Text segment:
Pacific Scene, Inc. v. Penasquitos, Inc., S003256

Decision Date25 August 1988
Docket NumberNo. S003256,S003256
Citation46 Cal.3d 407,250 Cal.Rptr. 651,758 P.2d 1182
CourtCalifornia Supreme Court
Parties, 758 P.2d 1182, 57 USLW 2194 PACIFIC SCENE, INC., et al., Cross-complainants and Appellants, v. PENASQUITOS, INC., et al., Cross-defendants and Respondents.

Bacalski, Holdway & Prindle, Patrick L. Prindle, A. Daniel Bacalski, and Randall D. Gustafson, San Diego, for cross-complainants and appellants.

Gary L. Wollberg and Jenkins & Perry, San Diego, as amici curiae on behalf of cross-complainants and appellants.

Wright & L'Estrange, Robert C. Wright, Christopher D. McIntire, Sternberg, Eggers, Kidder & Fox and Lawrence T. Dougherty, San Diego, for cross-defendants and respondents.

MOSK, Justice.

We are called upon in this case to determine whether an action under the equitable "trust fund" theory can be maintained against the former shareholders of a dissolved corporation, to the extent of their distribution of corporate assets, when a defective product manufactured by the corporation causes injury after dissolution. We conclude that the Legislature has barred such an action.

Pacific Scene, Inc. (hereafter Pacific) is a corporation producing tract homes. Prior to its dissolution in 1979, Penasquitos, Inc., was a California corporation in the business of developing and finishing residential lots suitable for tract home construction. Pacific purchased a number of lots from Penasquitos in 1974, and in 1975 sold tract homes constructed thereon. In 1982 nine homeowners discovered damage caused by the subsidence of lots sold by Penasquitos. They sued Pacific on various theories, including strict products liability, negligence, and breach of warranty.

Pacific cross-claimed against Penasquitos, which demurred. The court sustained the demurrer without leave to amend and dismissed the cross-complaint, concluding that Corporations Code section 2011 barred suits against dissolved corporations on claims arising after dissolution. Pacific appealed. The Court of Appeal agreed that the corporation itself could not be sued, but reversed with directions to grant Pacific leave to cross-complain against the former shareholders of Penasquitos under the equitable "trust fund" theory. We granted the shareholders' petition for review.

As will appear, we conclude that the Legislature has generally occupied the field with respect to the remedies available against the former shareholders of dissolved corporations, thus preempting antecedent common law causes of action, and that the trust fund theory furthermore conflicts with specific provisions of the Corporations Code. Pacific's postdissolution claim under the trust fund theory therefore is barred.

Task to carry out: Return everything in the court opinion from "Pacific Scene, Inc. v." down to "of cross-complainants and appellants.", copied word for word.

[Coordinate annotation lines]
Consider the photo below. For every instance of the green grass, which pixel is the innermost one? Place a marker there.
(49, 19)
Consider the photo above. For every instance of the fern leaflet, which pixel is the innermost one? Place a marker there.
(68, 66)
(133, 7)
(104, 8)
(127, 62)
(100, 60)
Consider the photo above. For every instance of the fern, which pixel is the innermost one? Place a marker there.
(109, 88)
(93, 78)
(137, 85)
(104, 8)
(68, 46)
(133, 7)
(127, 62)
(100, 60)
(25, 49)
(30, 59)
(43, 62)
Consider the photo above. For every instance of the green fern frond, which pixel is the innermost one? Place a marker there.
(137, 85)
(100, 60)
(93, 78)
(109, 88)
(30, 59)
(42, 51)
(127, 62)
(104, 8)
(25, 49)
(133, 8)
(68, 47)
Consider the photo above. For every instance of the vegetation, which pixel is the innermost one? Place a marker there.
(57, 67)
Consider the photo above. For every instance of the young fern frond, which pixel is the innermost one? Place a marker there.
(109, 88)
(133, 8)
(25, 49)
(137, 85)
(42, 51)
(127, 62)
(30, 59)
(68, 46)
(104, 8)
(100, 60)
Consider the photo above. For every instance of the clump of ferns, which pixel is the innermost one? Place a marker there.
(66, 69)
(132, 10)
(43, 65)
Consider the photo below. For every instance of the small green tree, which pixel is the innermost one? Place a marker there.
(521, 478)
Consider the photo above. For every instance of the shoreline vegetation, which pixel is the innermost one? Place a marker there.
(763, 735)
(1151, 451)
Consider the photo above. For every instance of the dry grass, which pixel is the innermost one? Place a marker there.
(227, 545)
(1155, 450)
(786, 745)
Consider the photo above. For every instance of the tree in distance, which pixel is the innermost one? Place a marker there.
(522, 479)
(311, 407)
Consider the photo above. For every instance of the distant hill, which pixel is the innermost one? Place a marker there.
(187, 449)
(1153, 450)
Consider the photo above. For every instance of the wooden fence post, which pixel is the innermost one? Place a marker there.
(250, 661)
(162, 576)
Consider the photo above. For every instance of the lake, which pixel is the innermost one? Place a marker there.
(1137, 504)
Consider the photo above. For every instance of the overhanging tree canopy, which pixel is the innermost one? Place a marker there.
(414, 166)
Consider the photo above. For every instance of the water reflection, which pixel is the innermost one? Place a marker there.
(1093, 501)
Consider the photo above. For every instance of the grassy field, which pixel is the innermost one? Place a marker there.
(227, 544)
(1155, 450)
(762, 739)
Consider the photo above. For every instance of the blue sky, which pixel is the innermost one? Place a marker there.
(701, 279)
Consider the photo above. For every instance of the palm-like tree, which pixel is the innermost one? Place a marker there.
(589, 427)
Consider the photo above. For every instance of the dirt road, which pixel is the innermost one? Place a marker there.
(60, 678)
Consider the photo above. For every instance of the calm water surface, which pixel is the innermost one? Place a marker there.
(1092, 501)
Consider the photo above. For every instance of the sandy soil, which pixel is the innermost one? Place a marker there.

Reply to the task:
Pacific Scene, Inc. v. Penasquitos, Inc., S003256

Decision Date25 August 1988
Docket NumberNo. S003256,S003256
Citation46 Cal.3d 407,250 Cal.Rptr. 651,758 P.2d 1182
CourtCalifornia Supreme Court
Parties, 758 P.2d 1182, 57 USLW 2194 PACIFIC SCENE, INC., et al., Cross-complainants and Appellants, v. PENASQUITOS, INC., et al., Cross-defendants and Respondents.

Bacalski, Holdway & Prindle, Patrick L. Prindle, A. Daniel Bacalski, and Randall D. Gustafson, San Diego, for cross-complainants and appellants.

Gary L. Wollberg and Jenkins & Perry, San Diego, as amici curiae on behalf of cross-complainants and appellants.